**TASK STATEMENT:**
Return every one of the records below word for word, line for line, without changing anything.

---

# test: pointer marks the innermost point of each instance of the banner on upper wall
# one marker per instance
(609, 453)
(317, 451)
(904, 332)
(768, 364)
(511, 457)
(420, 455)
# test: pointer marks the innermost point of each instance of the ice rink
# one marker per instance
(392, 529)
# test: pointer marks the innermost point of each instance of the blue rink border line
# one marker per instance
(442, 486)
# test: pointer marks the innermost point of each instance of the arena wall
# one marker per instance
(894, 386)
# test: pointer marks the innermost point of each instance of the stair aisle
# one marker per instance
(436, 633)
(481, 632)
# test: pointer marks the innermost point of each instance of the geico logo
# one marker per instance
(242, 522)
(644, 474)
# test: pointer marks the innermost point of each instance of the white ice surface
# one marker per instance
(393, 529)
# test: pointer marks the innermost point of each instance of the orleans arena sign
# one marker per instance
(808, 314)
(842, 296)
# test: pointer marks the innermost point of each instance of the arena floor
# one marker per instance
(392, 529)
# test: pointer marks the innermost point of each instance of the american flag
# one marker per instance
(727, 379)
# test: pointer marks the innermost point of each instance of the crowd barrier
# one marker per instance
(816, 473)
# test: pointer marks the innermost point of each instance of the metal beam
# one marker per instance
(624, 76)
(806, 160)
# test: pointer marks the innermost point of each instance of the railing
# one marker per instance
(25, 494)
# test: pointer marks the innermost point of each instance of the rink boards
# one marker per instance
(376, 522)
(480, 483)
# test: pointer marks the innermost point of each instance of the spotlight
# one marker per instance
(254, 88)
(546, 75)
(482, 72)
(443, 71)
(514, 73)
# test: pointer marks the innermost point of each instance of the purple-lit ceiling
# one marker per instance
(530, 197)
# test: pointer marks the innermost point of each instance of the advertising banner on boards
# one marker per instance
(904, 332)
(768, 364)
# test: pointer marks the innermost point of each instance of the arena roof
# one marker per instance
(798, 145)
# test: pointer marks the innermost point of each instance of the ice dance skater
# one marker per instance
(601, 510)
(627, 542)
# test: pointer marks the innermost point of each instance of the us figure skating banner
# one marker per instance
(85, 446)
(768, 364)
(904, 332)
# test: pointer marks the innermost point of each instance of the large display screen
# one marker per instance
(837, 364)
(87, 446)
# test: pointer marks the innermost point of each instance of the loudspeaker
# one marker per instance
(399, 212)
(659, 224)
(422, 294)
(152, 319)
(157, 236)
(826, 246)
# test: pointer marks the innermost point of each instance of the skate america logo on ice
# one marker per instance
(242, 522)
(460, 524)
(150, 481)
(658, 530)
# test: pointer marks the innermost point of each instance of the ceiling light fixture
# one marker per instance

---

**OUTPUT:**
# test: pointer marks the innermost point of each instance of the banner on upper wall
# one marker per instance
(609, 453)
(317, 451)
(904, 332)
(768, 364)
(511, 457)
(420, 455)
# test: pointer marks the innermost point of each instance of the ice rink
# one marker per instance
(392, 529)
# test: pointer marks the innermost point of each instance of the blue rink border line
# one marker per instance
(442, 486)
# test: pointer marks the innermost point of each instance of the arena wall
# one marker per instance
(894, 386)
# test: pointer marks the innermost point of each instance of the stair aisle
# one marker per instance
(436, 633)
(481, 632)
# test: pointer marks the innermost point of each instance of the geico logo
# one marker per instance
(242, 522)
(644, 474)
# test: pointer marks the innermost point of each instance of the white ice surface
# one marker per instance
(393, 529)
# test: pointer marks the innermost point of each instance of the orleans arena sign
# one marker per instance
(808, 314)
(842, 296)
# test: pointer marks the innermost point of each instance of the arena floor
# one marker per instance
(392, 529)
# test: pointer marks the innermost point of each instance of the american flag
# one marker per instance
(727, 379)
# test: pointer marks the innermost point of each instance of the crowd barrier
# one marker per instance
(816, 473)
# test: pointer marks the innermost point of each instance of the metal beam
# one marker per instance
(624, 76)
(806, 160)
# test: pointer marks the innermost point of each instance of the railing
# one marker per instance
(25, 494)
# test: pointer marks the innermost point of each instance of the rink boards
# one marker per instance
(376, 522)
(480, 483)
# test: pointer marks the innermost point of each instance of the spotlight
# one marker per instance
(254, 88)
(546, 75)
(482, 72)
(443, 71)
(514, 73)
# test: pointer marks the innermost point of each instance of the purple-lit ceiling
# one marker per instance
(530, 197)
# test: pointer marks the innermost point of each instance of the advertising banner on boards
# one marker per instance
(904, 332)
(768, 364)
# test: pointer marks the innermost point of each instance of the arena roof
# one marker per instance
(798, 145)
# test: pointer marks the innermost point of each instance of the ice dance skater
# one marker per instance
(601, 510)
(627, 542)
# test: pointer marks the innermost point of each instance of the us figure skating banner
# one marker per instance
(85, 446)
(768, 364)
(904, 332)
# test: pointer marks the innermost point of each instance of the large display screen
# one marker per instance
(837, 364)
(87, 446)
# test: pointer marks the innermost point of each instance of the loudspeaker
# one marker per instance
(399, 212)
(659, 224)
(422, 294)
(152, 319)
(157, 236)
(826, 246)
# test: pointer marks the innermost point of each instance of the skate america logo on ice
# one marker per instance
(242, 522)
(460, 524)
(150, 481)
(658, 530)
# test: pointer marks the innermost point of each instance of the ceiling light fixture
# one marker per instance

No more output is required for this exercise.